— start of Provided records —

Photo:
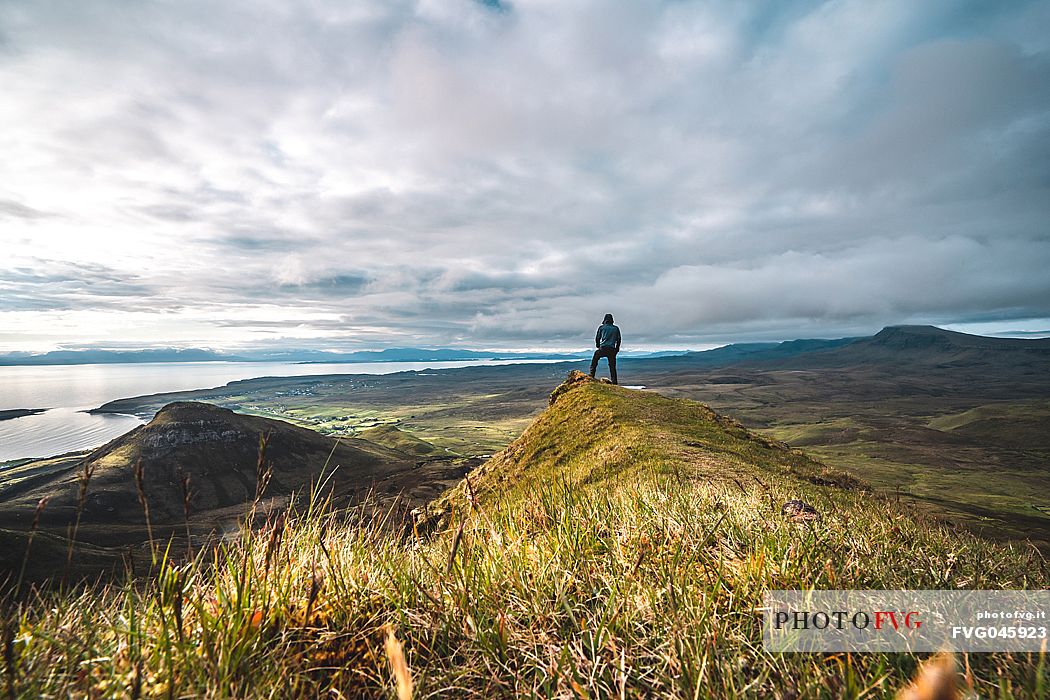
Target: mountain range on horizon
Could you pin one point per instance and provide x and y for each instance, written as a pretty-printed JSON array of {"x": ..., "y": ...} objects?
[{"x": 928, "y": 337}]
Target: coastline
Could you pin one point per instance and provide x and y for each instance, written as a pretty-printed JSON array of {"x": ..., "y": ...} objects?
[{"x": 12, "y": 414}]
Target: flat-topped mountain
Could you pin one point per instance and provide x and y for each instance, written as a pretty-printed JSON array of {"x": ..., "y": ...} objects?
[{"x": 218, "y": 451}]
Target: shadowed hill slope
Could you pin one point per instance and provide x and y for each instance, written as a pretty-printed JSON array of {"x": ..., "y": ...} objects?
[
  {"x": 593, "y": 432},
  {"x": 217, "y": 451}
]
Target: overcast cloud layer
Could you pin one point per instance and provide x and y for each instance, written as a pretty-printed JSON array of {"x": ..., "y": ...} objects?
[{"x": 450, "y": 172}]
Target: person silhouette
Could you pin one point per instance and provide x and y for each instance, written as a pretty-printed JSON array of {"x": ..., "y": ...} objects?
[{"x": 607, "y": 342}]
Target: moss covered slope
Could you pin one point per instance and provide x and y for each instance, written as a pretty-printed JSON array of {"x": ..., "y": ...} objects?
[{"x": 620, "y": 548}]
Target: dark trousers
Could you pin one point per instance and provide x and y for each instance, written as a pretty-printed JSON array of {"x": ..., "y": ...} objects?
[{"x": 609, "y": 353}]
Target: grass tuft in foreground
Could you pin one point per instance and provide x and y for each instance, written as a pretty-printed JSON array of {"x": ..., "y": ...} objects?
[{"x": 620, "y": 548}]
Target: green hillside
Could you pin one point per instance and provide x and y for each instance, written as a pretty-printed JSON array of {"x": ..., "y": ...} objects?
[{"x": 618, "y": 548}]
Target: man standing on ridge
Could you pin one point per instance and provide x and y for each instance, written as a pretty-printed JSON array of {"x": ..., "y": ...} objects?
[{"x": 607, "y": 342}]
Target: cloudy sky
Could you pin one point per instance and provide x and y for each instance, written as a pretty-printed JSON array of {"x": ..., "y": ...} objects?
[{"x": 337, "y": 174}]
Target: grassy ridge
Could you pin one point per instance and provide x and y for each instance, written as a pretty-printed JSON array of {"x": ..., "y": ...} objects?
[{"x": 618, "y": 548}]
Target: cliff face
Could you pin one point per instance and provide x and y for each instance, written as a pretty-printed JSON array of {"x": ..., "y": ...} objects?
[{"x": 216, "y": 453}]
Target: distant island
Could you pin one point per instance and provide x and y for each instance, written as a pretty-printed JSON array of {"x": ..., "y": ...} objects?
[{"x": 299, "y": 357}]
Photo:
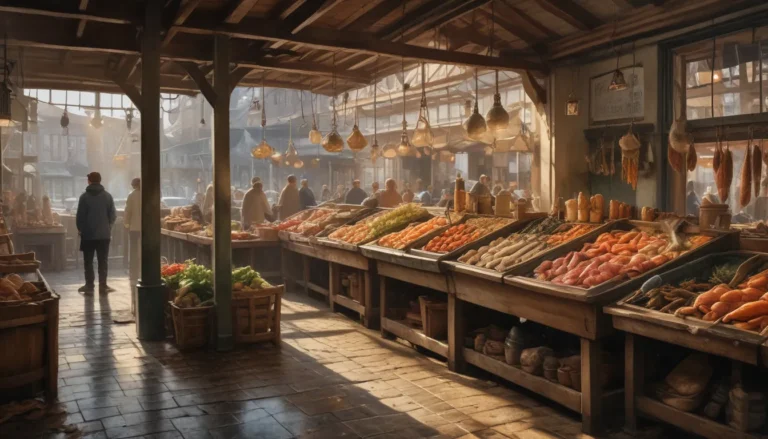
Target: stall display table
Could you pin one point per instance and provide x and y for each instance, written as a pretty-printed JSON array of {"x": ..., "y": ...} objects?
[
  {"x": 261, "y": 255},
  {"x": 337, "y": 259},
  {"x": 53, "y": 239}
]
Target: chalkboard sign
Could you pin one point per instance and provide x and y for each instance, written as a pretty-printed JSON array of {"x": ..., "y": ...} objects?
[{"x": 617, "y": 106}]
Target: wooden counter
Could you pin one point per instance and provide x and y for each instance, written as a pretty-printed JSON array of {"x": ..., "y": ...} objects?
[
  {"x": 261, "y": 255},
  {"x": 314, "y": 255}
]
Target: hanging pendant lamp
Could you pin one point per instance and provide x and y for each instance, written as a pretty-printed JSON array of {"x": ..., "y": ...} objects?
[
  {"x": 475, "y": 125},
  {"x": 356, "y": 140},
  {"x": 263, "y": 150},
  {"x": 497, "y": 117},
  {"x": 422, "y": 135},
  {"x": 333, "y": 141}
]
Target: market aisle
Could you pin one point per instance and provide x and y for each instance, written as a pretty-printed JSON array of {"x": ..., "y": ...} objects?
[{"x": 330, "y": 379}]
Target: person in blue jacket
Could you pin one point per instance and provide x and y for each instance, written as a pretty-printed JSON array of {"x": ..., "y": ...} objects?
[{"x": 95, "y": 218}]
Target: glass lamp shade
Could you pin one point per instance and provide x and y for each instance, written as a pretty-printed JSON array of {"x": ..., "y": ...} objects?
[
  {"x": 333, "y": 142},
  {"x": 422, "y": 135},
  {"x": 277, "y": 158},
  {"x": 356, "y": 140},
  {"x": 315, "y": 136},
  {"x": 389, "y": 151},
  {"x": 618, "y": 82},
  {"x": 475, "y": 125},
  {"x": 497, "y": 118},
  {"x": 262, "y": 150}
]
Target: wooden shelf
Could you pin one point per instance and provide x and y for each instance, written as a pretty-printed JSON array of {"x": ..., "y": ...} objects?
[
  {"x": 348, "y": 303},
  {"x": 415, "y": 336},
  {"x": 563, "y": 395},
  {"x": 687, "y": 421}
]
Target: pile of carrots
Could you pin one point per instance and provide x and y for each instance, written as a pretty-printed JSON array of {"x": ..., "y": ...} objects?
[
  {"x": 746, "y": 306},
  {"x": 399, "y": 240}
]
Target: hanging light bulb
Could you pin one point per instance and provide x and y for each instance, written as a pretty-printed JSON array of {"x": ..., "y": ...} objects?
[
  {"x": 618, "y": 82},
  {"x": 333, "y": 141},
  {"x": 422, "y": 135},
  {"x": 497, "y": 118},
  {"x": 315, "y": 136},
  {"x": 475, "y": 125},
  {"x": 263, "y": 150}
]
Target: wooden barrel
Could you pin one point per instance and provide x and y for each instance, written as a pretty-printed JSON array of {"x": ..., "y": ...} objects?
[{"x": 29, "y": 348}]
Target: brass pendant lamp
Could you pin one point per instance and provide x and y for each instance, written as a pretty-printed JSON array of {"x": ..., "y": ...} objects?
[{"x": 333, "y": 141}]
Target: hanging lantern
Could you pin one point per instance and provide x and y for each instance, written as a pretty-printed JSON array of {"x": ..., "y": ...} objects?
[
  {"x": 497, "y": 118},
  {"x": 422, "y": 135},
  {"x": 572, "y": 106},
  {"x": 475, "y": 125},
  {"x": 356, "y": 140},
  {"x": 389, "y": 151}
]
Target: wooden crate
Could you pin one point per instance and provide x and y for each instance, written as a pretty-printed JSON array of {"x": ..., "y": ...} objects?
[
  {"x": 29, "y": 346},
  {"x": 434, "y": 318},
  {"x": 192, "y": 326},
  {"x": 256, "y": 315}
]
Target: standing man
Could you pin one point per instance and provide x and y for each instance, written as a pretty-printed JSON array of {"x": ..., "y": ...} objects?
[
  {"x": 255, "y": 208},
  {"x": 95, "y": 218},
  {"x": 289, "y": 199},
  {"x": 306, "y": 196},
  {"x": 355, "y": 195},
  {"x": 132, "y": 220}
]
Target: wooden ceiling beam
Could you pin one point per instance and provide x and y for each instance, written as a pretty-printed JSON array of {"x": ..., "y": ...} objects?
[
  {"x": 571, "y": 12},
  {"x": 236, "y": 10},
  {"x": 186, "y": 9}
]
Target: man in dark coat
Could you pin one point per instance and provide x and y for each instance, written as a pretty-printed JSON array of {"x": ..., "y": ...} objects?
[
  {"x": 355, "y": 195},
  {"x": 95, "y": 218},
  {"x": 306, "y": 196}
]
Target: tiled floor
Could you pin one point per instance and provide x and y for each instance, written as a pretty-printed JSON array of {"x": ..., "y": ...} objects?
[{"x": 331, "y": 378}]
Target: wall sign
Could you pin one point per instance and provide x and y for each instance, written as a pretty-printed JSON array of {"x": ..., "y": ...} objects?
[{"x": 617, "y": 106}]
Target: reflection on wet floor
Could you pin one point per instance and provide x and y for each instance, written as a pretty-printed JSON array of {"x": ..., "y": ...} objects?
[{"x": 331, "y": 378}]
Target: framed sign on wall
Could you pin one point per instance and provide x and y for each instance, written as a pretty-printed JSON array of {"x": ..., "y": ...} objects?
[{"x": 617, "y": 106}]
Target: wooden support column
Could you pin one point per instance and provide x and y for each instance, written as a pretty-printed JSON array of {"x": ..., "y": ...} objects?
[
  {"x": 150, "y": 322},
  {"x": 222, "y": 195}
]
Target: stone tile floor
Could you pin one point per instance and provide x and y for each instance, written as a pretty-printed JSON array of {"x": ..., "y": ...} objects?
[{"x": 330, "y": 378}]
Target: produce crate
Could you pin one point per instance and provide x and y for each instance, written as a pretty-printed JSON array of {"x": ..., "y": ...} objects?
[
  {"x": 431, "y": 261},
  {"x": 608, "y": 291},
  {"x": 498, "y": 276},
  {"x": 434, "y": 318},
  {"x": 192, "y": 326},
  {"x": 19, "y": 263},
  {"x": 29, "y": 346},
  {"x": 256, "y": 315}
]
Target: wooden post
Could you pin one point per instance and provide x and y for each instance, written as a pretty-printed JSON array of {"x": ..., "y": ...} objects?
[
  {"x": 591, "y": 387},
  {"x": 634, "y": 374},
  {"x": 222, "y": 195},
  {"x": 150, "y": 321},
  {"x": 456, "y": 332}
]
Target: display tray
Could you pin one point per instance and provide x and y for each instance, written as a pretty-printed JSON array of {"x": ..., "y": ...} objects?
[
  {"x": 713, "y": 337},
  {"x": 437, "y": 258},
  {"x": 498, "y": 276},
  {"x": 613, "y": 289},
  {"x": 341, "y": 245}
]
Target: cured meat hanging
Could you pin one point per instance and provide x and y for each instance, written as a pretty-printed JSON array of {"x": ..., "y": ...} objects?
[
  {"x": 757, "y": 168},
  {"x": 630, "y": 157},
  {"x": 745, "y": 185}
]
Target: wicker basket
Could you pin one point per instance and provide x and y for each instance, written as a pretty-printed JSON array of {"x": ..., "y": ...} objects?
[
  {"x": 434, "y": 317},
  {"x": 192, "y": 326},
  {"x": 256, "y": 315}
]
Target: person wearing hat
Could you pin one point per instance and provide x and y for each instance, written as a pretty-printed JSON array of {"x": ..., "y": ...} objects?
[
  {"x": 95, "y": 217},
  {"x": 255, "y": 206},
  {"x": 132, "y": 221}
]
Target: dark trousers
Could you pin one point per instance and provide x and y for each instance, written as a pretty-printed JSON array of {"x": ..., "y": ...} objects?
[{"x": 101, "y": 248}]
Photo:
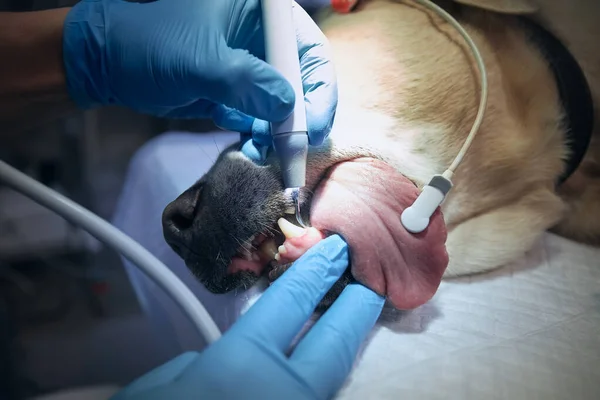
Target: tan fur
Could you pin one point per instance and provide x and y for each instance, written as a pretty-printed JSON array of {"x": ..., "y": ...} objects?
[{"x": 409, "y": 83}]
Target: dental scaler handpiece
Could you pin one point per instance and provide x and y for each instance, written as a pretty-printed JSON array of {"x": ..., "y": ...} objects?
[{"x": 290, "y": 137}]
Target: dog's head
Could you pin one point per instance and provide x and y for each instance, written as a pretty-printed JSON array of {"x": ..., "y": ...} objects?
[{"x": 220, "y": 223}]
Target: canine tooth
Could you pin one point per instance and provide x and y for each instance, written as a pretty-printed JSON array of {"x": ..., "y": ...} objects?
[
  {"x": 289, "y": 230},
  {"x": 269, "y": 249}
]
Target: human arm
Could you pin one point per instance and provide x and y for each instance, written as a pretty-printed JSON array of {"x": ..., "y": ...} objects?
[
  {"x": 32, "y": 77},
  {"x": 166, "y": 58},
  {"x": 250, "y": 360}
]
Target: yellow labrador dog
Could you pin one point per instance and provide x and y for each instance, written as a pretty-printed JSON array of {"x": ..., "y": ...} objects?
[{"x": 409, "y": 92}]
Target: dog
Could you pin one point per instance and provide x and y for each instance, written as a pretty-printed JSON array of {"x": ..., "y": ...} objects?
[{"x": 409, "y": 93}]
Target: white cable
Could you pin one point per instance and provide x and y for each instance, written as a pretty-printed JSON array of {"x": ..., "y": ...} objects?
[
  {"x": 415, "y": 218},
  {"x": 120, "y": 242},
  {"x": 484, "y": 84}
]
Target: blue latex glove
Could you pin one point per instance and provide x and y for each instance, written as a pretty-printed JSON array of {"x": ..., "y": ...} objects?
[
  {"x": 250, "y": 361},
  {"x": 194, "y": 59}
]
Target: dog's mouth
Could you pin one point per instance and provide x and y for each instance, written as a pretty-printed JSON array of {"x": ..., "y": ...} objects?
[
  {"x": 361, "y": 200},
  {"x": 258, "y": 253}
]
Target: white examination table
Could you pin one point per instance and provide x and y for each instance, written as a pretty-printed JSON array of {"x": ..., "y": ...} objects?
[{"x": 531, "y": 331}]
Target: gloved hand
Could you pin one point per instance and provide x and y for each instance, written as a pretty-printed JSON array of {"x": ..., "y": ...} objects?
[
  {"x": 250, "y": 361},
  {"x": 194, "y": 59}
]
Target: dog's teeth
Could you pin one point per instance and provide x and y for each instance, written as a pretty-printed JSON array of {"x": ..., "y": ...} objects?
[
  {"x": 281, "y": 249},
  {"x": 290, "y": 210},
  {"x": 290, "y": 230},
  {"x": 269, "y": 249}
]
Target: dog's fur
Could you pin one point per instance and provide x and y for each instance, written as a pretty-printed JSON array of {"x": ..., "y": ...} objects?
[{"x": 409, "y": 91}]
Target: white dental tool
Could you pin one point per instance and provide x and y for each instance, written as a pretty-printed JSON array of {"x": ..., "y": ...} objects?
[
  {"x": 415, "y": 218},
  {"x": 290, "y": 137}
]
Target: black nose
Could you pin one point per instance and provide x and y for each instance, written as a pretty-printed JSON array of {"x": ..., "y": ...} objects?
[{"x": 178, "y": 219}]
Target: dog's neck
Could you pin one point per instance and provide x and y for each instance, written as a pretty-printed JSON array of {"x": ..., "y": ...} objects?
[{"x": 575, "y": 94}]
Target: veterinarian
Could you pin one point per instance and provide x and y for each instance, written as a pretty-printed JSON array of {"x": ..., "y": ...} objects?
[{"x": 203, "y": 59}]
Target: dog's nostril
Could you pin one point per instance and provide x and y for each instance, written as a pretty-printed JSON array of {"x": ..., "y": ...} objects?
[{"x": 181, "y": 221}]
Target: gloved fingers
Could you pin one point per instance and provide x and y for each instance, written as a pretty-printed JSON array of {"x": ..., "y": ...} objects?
[
  {"x": 232, "y": 120},
  {"x": 279, "y": 315},
  {"x": 324, "y": 357},
  {"x": 318, "y": 76},
  {"x": 197, "y": 109},
  {"x": 254, "y": 151},
  {"x": 241, "y": 81}
]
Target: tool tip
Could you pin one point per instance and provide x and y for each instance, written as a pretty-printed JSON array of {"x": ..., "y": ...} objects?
[{"x": 294, "y": 194}]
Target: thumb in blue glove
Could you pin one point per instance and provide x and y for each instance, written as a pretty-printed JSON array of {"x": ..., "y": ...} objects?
[
  {"x": 250, "y": 361},
  {"x": 178, "y": 59}
]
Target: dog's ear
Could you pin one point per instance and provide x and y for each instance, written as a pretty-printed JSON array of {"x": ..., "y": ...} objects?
[{"x": 504, "y": 6}]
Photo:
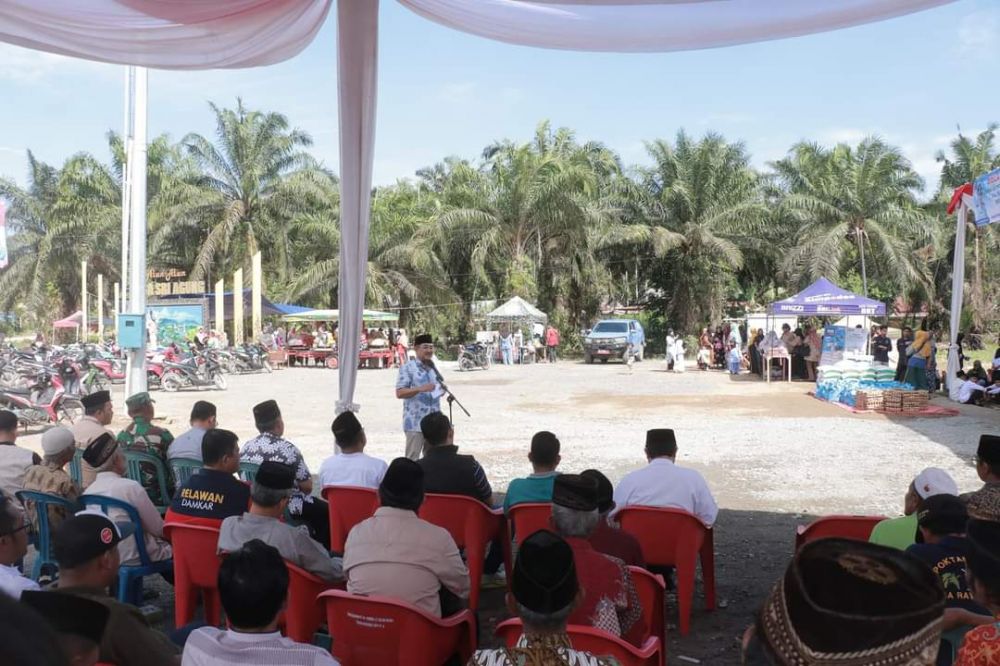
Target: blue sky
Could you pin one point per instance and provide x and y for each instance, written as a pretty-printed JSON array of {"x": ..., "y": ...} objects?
[{"x": 912, "y": 80}]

— end of Provided records —

**What is asked**
Quote the lines of the material word for word, starting with the line that contains "Target: tool tip" and continuing through the end of the material. Leave the pictures out of your answer.

**Task response**
Target: tool tip
Could you pin one point per instance and provide x and y for each instance, written as a pretty-printed JSON array of {"x": ..., "y": ...} objects?
[{"x": 294, "y": 194}]
Target: thumb in blue glove
Could you pin one point per instance and provide x and y for each instance, written as a pretty-printed JSON array of {"x": ..., "y": ...} objects?
[
  {"x": 250, "y": 361},
  {"x": 178, "y": 59}
]
Target: dog's ear
Could you pin one point per instance and provide x and y for each instance, written as a pretty-printed JSON array of {"x": ..., "y": ...} objects?
[{"x": 504, "y": 6}]
Photo:
Target: blue sky
Could you pin one point per instance and provide x and y for each instance, written as a pretty-printed JSON array of {"x": ..., "y": ...} objects?
[{"x": 912, "y": 80}]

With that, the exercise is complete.